(Segmentation annotation listing)
....

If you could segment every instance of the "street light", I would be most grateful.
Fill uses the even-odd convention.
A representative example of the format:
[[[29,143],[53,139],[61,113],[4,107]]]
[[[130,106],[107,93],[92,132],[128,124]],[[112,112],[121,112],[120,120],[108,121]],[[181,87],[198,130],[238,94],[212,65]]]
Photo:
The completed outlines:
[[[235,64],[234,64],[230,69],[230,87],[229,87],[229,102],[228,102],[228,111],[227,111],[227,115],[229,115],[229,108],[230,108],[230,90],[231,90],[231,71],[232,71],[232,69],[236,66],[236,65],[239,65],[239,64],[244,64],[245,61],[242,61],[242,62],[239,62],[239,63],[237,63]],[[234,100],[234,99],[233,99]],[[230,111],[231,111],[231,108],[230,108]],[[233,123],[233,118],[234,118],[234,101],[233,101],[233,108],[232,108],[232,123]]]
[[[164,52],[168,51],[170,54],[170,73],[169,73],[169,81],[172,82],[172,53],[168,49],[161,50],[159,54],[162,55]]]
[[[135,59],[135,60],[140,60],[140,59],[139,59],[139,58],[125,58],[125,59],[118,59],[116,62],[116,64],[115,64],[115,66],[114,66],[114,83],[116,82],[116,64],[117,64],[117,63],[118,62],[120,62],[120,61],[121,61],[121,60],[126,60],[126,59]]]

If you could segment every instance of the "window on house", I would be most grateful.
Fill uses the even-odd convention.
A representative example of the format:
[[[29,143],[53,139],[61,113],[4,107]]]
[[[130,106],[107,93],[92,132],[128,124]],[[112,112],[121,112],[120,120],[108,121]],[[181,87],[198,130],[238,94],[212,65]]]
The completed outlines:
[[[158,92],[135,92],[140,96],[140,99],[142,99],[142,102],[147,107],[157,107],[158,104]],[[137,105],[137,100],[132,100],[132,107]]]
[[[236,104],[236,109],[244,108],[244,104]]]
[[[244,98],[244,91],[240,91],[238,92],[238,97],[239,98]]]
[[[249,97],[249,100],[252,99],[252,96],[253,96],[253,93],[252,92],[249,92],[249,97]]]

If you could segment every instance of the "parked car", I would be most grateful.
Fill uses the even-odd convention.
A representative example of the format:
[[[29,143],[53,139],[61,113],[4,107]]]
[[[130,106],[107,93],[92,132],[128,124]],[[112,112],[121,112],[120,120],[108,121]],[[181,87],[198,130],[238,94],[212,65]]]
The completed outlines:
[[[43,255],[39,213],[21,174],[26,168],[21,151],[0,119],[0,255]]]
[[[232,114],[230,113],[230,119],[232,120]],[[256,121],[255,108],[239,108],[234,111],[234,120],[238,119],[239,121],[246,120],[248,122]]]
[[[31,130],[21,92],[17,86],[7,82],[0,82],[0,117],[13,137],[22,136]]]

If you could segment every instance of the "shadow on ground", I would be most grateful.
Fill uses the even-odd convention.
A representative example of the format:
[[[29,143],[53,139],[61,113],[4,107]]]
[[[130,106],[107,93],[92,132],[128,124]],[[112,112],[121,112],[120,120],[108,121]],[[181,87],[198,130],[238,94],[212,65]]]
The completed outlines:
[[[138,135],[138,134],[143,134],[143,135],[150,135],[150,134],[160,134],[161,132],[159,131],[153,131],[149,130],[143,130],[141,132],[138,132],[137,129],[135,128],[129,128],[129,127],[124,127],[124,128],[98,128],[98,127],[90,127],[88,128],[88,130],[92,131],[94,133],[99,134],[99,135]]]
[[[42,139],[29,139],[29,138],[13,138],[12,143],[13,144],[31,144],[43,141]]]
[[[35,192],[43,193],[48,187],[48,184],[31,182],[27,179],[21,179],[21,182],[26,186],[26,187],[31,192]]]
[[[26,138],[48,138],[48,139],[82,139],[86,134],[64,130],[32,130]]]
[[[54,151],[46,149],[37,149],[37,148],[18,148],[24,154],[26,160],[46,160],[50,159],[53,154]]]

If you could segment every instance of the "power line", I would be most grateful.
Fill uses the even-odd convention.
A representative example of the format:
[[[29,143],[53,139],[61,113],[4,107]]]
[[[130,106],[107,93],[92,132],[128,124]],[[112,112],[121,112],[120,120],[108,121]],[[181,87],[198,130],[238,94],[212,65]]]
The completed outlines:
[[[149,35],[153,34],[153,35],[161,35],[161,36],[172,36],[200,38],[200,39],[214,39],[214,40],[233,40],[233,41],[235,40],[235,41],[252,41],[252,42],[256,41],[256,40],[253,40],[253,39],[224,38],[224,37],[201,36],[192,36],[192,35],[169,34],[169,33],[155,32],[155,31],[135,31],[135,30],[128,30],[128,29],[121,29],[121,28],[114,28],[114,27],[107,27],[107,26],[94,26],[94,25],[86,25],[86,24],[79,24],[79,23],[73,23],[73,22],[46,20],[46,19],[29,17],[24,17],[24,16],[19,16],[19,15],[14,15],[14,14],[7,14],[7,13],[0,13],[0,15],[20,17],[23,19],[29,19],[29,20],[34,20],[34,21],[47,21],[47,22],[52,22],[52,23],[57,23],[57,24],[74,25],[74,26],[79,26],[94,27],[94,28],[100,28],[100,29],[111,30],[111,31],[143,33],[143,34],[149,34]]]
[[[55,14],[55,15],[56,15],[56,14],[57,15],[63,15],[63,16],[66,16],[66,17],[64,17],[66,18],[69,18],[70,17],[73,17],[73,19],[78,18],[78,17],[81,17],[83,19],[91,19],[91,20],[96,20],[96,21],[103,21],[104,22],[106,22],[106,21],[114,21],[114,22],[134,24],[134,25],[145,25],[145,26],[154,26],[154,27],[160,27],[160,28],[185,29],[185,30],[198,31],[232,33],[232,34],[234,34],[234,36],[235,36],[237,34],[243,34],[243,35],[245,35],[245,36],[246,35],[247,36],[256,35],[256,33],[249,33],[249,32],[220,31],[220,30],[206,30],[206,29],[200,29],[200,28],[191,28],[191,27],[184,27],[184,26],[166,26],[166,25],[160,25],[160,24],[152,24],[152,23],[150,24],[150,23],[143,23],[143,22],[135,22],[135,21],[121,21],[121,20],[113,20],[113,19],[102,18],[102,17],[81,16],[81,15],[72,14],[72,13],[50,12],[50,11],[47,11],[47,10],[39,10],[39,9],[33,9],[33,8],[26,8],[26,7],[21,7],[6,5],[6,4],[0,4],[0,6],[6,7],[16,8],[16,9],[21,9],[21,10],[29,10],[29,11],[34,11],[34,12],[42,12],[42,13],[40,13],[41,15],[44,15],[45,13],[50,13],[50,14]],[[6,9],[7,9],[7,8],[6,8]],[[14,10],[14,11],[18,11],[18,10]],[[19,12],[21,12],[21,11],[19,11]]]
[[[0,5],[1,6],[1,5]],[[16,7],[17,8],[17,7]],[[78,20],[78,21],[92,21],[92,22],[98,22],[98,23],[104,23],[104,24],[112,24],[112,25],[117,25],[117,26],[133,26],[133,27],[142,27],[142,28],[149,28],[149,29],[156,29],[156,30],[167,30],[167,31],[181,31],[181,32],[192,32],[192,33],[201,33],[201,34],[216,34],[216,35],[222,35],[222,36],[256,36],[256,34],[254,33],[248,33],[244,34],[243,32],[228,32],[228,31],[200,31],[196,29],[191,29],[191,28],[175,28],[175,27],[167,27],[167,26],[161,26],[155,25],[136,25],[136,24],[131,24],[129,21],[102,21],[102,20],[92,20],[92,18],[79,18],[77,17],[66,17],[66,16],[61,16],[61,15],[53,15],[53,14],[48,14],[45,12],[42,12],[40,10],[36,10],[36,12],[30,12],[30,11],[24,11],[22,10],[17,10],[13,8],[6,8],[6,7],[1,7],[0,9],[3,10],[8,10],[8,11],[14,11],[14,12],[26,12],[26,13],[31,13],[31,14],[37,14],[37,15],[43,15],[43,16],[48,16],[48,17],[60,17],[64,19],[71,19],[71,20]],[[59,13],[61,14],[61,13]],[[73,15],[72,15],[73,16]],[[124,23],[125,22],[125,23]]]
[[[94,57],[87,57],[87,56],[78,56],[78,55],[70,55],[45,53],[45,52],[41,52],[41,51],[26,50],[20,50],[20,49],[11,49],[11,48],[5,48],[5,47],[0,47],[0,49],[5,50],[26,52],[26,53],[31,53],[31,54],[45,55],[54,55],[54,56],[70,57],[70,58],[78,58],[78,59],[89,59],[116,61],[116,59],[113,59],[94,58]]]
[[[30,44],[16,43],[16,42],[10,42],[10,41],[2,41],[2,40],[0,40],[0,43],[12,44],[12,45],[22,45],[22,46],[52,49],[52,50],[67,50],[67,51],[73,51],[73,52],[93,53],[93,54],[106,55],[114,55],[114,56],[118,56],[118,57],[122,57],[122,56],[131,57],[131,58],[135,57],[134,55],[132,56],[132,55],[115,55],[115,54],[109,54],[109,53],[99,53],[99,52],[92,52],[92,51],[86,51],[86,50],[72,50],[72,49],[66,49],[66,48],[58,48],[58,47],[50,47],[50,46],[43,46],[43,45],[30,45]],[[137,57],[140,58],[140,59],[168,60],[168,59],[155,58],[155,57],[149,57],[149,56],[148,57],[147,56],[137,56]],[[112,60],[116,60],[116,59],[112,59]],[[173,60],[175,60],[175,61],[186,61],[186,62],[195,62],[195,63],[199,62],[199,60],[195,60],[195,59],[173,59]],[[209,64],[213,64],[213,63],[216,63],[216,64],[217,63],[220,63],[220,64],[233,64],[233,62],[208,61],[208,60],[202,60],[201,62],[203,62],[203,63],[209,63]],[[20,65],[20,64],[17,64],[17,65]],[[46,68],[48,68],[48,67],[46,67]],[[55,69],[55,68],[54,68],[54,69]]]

....

Challenge:
Count the lines of the listing above that contain the word "every". Give only the number.

Task answer:
5